- **TRY IT**: Every line of the material is to be quoted verbatim, minus the pictures.

- **MATERIAL SHOWN**:

-*-

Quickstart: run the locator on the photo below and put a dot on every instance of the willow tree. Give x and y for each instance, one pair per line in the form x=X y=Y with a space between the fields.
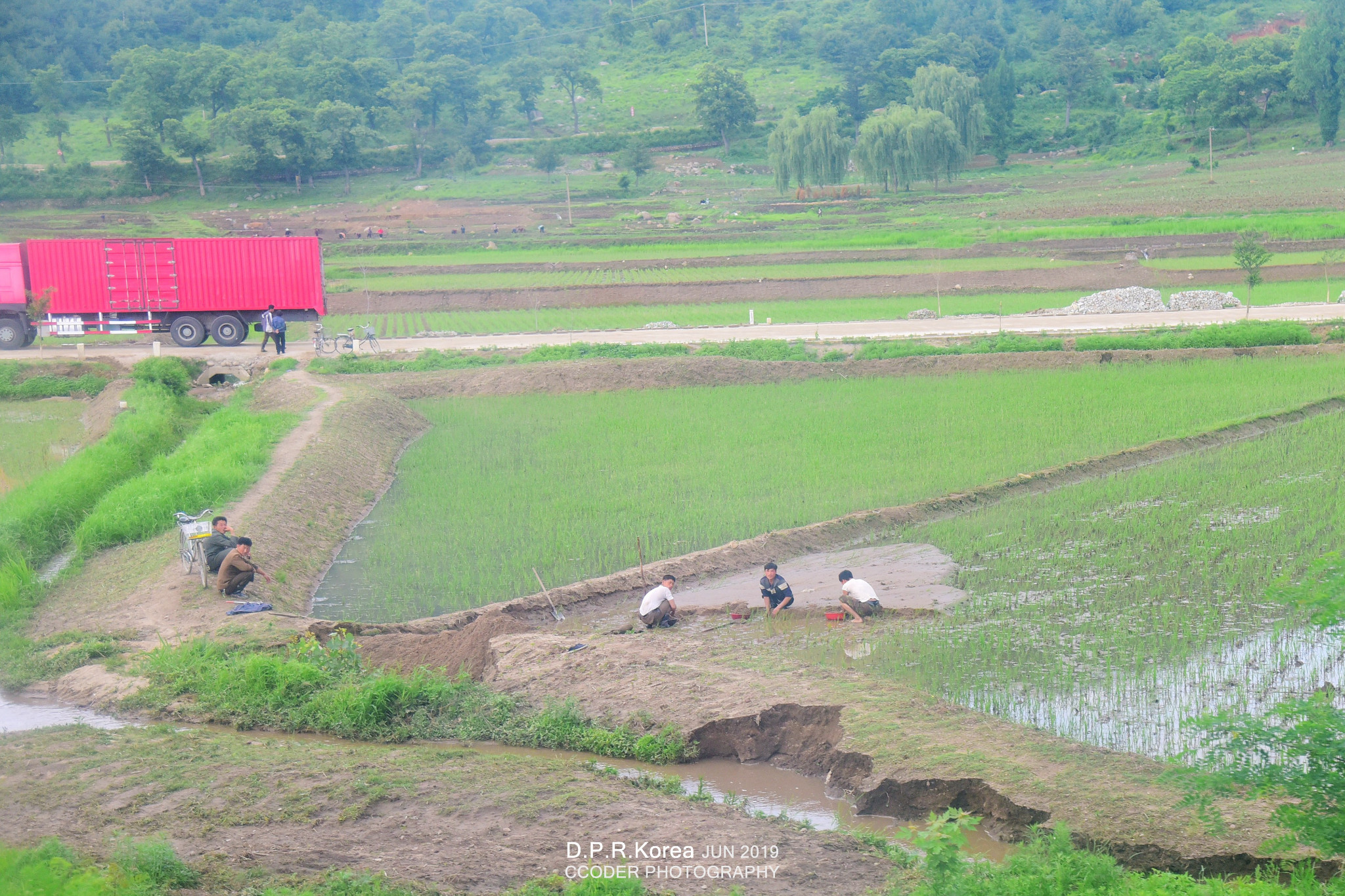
x=881 y=152
x=957 y=96
x=808 y=151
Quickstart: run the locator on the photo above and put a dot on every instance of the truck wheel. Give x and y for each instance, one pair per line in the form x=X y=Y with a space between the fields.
x=188 y=332
x=12 y=333
x=228 y=330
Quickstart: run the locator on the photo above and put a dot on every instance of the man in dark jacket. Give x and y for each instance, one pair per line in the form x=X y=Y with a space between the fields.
x=219 y=543
x=775 y=591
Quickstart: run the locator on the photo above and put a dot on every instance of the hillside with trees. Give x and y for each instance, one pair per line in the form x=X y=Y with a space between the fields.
x=893 y=92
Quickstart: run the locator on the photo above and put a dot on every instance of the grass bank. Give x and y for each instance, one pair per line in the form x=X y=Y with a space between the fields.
x=38 y=521
x=693 y=468
x=214 y=465
x=327 y=689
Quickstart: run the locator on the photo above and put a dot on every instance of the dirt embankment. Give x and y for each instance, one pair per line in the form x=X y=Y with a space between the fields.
x=1083 y=278
x=674 y=372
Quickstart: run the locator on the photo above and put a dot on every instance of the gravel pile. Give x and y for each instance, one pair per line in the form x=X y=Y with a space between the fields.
x=1201 y=300
x=1119 y=301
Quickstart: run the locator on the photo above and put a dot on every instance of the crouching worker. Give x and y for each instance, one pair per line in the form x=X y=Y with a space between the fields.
x=775 y=591
x=237 y=570
x=658 y=608
x=857 y=597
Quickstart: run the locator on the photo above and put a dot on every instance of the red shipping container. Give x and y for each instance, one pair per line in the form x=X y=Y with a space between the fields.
x=200 y=274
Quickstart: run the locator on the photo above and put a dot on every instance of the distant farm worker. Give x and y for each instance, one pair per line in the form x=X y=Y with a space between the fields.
x=857 y=597
x=219 y=543
x=658 y=608
x=775 y=591
x=268 y=332
x=277 y=326
x=237 y=571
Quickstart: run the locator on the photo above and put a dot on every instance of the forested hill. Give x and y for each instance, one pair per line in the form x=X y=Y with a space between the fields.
x=323 y=83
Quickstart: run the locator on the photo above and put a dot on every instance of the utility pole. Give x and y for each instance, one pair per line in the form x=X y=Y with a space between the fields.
x=1211 y=155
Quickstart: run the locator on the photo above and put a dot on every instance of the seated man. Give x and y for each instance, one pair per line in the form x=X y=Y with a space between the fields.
x=219 y=543
x=775 y=590
x=237 y=570
x=857 y=597
x=658 y=608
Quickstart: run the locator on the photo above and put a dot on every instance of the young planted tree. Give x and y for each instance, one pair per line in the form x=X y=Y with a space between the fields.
x=1076 y=66
x=636 y=159
x=12 y=129
x=343 y=132
x=190 y=141
x=1251 y=257
x=1000 y=89
x=722 y=101
x=575 y=78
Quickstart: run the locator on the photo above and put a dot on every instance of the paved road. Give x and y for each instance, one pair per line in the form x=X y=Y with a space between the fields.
x=947 y=327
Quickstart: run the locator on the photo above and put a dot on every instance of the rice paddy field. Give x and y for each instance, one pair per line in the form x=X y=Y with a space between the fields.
x=35 y=437
x=567 y=482
x=1114 y=612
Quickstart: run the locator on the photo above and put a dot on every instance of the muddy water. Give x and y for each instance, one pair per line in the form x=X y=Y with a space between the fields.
x=764 y=788
x=23 y=714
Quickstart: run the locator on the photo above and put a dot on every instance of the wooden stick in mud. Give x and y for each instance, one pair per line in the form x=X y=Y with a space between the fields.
x=554 y=612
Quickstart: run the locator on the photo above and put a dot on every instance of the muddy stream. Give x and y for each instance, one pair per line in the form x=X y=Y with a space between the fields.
x=755 y=786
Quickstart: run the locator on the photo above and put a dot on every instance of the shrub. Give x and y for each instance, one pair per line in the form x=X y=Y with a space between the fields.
x=167 y=371
x=215 y=464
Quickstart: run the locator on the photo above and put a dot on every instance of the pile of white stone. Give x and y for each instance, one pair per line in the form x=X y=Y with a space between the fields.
x=1201 y=300
x=1119 y=301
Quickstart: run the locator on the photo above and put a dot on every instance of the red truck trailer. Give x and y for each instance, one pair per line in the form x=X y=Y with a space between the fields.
x=188 y=288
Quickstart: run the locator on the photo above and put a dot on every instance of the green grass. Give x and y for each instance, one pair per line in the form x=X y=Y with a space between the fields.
x=311 y=687
x=567 y=482
x=35 y=437
x=1115 y=610
x=214 y=465
x=39 y=519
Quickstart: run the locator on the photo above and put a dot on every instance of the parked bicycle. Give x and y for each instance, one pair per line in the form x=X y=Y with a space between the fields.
x=192 y=532
x=323 y=344
x=347 y=341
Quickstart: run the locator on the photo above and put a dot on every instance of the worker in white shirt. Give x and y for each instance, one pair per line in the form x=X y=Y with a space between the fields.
x=658 y=608
x=857 y=597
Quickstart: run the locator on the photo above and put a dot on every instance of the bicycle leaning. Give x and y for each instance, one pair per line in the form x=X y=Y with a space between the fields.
x=192 y=532
x=323 y=344
x=347 y=341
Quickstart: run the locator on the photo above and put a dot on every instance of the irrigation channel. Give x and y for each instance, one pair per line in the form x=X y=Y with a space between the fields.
x=751 y=786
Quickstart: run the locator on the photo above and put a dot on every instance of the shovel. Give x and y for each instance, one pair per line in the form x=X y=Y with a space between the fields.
x=560 y=617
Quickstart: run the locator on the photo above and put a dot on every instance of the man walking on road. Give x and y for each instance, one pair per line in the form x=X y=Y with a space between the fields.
x=857 y=597
x=658 y=608
x=267 y=332
x=775 y=591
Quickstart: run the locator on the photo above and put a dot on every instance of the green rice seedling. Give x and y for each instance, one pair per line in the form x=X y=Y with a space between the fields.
x=1239 y=335
x=1116 y=610
x=215 y=464
x=567 y=482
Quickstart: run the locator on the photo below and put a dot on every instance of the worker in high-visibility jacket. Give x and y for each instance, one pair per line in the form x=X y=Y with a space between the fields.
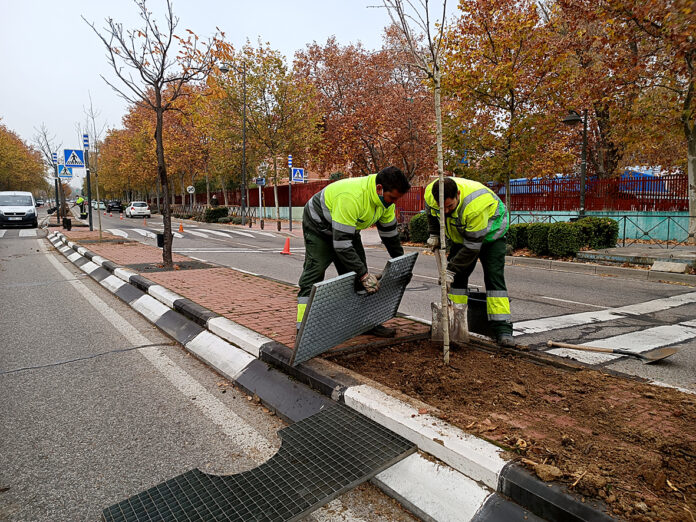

-*-

- **OUTPUT FOR THIS TASK**:
Quickstart: run the locator on the photo below and put a dot on every instance of the willow tree. Give x and y for each instance, one pair per line in the form x=X y=Y with a space between the fields.
x=881 y=152
x=957 y=96
x=808 y=151
Quickstart: run the locator on the photo above and put a dot on every instance of the truck wheel. Give x and y for each instance, one pair per line in the form x=X y=Y with a space between the fields.
x=188 y=332
x=12 y=333
x=228 y=330
Quickstart: run the locator on the photo above and put a dot on every instance of the man in dark jacket. Give x and y for each instance, one pair per line in the form x=X y=Y with a space between the fields.
x=219 y=543
x=775 y=591
Quickstart: run the locator on the photo above and put a dot on every instance of the hillside with trees. Give x and y for each instance, one pair per line in the form x=X y=Y with a space between the fields.
x=893 y=92
Quickstart: run the locator on the photo above and put a dot on every instance of the grass bank. Give x and y for each instance, one pair per line in the form x=X y=Y with a space between the fields.
x=38 y=521
x=693 y=468
x=214 y=465
x=327 y=689
Quickstart: run the locator on the photo above and put a dot on every instance of the dirt embankment. Give x and y for each instance, one pair per line in the form x=X y=Y with a space between the fields.
x=1083 y=278
x=674 y=372
Quickstart: run the locator on the photo above and put a dot on every instance of the gravel pile. Give x and y for each instance, one pair per line in the form x=X y=Y with a space between the fields.
x=1201 y=300
x=1119 y=301
Quickstart: run the locator on the photo above and put a dot on every instance of the crouching worker. Give x and y for each instance, one pair per line in the form x=X y=Y with a space between the fields.
x=775 y=591
x=237 y=570
x=658 y=608
x=857 y=597
Quickstart: run the locator on the photo above and put a dot on every instance of the red shipping container. Give x and y for each instance, one pair per line in the form x=X y=Y with a space between the fields.
x=200 y=274
Quickstart: run the locator on the photo above and put a dot on every instance of the distant farm worker. Give x and y for each instance, one pair per line in the form x=X y=Y with a space between the fields.
x=857 y=597
x=219 y=543
x=658 y=608
x=775 y=591
x=268 y=332
x=277 y=326
x=237 y=571
Quickstart: run the locator on the photo above and put a dot on every instance of the forested hill. Give x and y for each instance, one pair per line in the form x=X y=Y with a space between the fields.
x=323 y=83
Quickstart: run the locator on the photo above and put a dot on every instance of the utility pole. Give x and y for each instance, one pair per line in the form x=X y=Y with a space between the fields.
x=1211 y=155
Quickstart: run the locator on the photo above and put a dot on every instance of the seated man. Give x and y for each instance, one pair per line in the form x=X y=Y with a space between the fields.
x=219 y=543
x=775 y=590
x=237 y=570
x=857 y=597
x=658 y=608
Quickstart: run the locator on the photo above and put a dot on every instance of the young planted tree. Give x and y for each instance, one pair per line in the form x=X y=Y with a space between the fields.
x=1076 y=66
x=636 y=159
x=12 y=129
x=343 y=132
x=190 y=141
x=1251 y=257
x=1000 y=89
x=722 y=101
x=575 y=78
Quickstart: run the locator on the photo above and put a dot on every instance of the paved road. Give x and y for each instance, one pair per line in the form x=X y=Y with a space between the fields.
x=947 y=327
Quickstart: run the locator on the photo above and put a dot on every instance of the rice paddy field. Give x and y for each instance, one pair per line in the form x=X y=Y with a space between the fields.
x=35 y=437
x=567 y=482
x=1114 y=612
Quickstart: run the locator on the photo above and put a dot on every instance of the muddy water. Give x and y for each instance, one pair per line in the form x=X y=Y with a space between the fields.
x=764 y=788
x=23 y=714
Quickstart: run the locator on the photo above and put a dot on every instance of the wooden stick in mud. Give x and y for each instance, one pair per line in the form x=X y=Y with a space between the fields.
x=554 y=612
Quickstart: run the locator on the photo above and put a dot on every instance of the muddy stream. Give x and y for each instance, one pair per line in the form x=X y=Y with a space between the fields.
x=755 y=786
Quickstart: run the locator on the photo above and put a dot on every instance of the shrub. Give x and y for each instance, one pair per line in the form x=X y=Y with a space between the fields.
x=167 y=371
x=215 y=464
Quickstart: run the locator on the photo above and put a dot on every instance of the pile of white stone. Give x and y for each instance, one pair per line in the form x=X y=Y with a space between the fields.
x=1201 y=300
x=1119 y=301
Quickstart: run the locator on the photo above and put a dot on every instance of the red truck trailer. Give x and y for each instance, one pair per line in the form x=X y=Y with a space between the fields.
x=188 y=288
Quickstart: run the locator on the photo above and put a dot on every instance of the green grass. Give x and y for each instance, one pair per line in the form x=X y=Y with a space between the fields.
x=311 y=687
x=567 y=482
x=35 y=437
x=1115 y=610
x=214 y=465
x=39 y=519
Quickstart: run the locator on the photo above and put a dot on every instance of the parked bicycle. Give x and y for each instance, one pair per line in the form x=X y=Y with a space between the fields.
x=192 y=532
x=323 y=344
x=347 y=341
Quickstart: run the locator on the photo above and put a dot on every instance of the worker in white shirt. Give x and y for each instance, one pair per line in the form x=X y=Y with a space between the fields.
x=658 y=608
x=857 y=597
Quickstart: run the locator on the photo above and put a dot on every instance of the bicycle leaning. Give x and y for each instance, one pair per line in the form x=X y=Y with a space between the fields.
x=192 y=532
x=323 y=344
x=347 y=341
Quickstart: run the locator on the photo above and put a dot on every instance of the irrigation channel. Give x and y for each instance, one pair per line in the form x=X y=Y with a space between the fields.
x=751 y=786
Quickstart: run the locator on the photo above and put a dot on every instance of the shovel. Give x and y for each instance, one pair per line in the form x=X y=Y with a space between the fields.
x=560 y=617
Quickstart: run the locator on the photo above and put a dot on every instance of the man walking on road. Give x and y for each instance, one pair per line in the form x=X y=Y with a space between the fields.
x=857 y=597
x=658 y=608
x=267 y=332
x=775 y=591
Quickstart: run the locator on the photo above and put a dot on every instance of the green rice seedling. Give x and y for each instance, one pair per line in the form x=X y=Y with a space between the fields.
x=1239 y=335
x=1116 y=610
x=215 y=464
x=567 y=482
Quickstart: run the locator on the photo below and put a dot on every instance of the worker in high-visibility jacket. Give x and y for each instance, one pair per line in the form x=X y=Y with a space between the fields.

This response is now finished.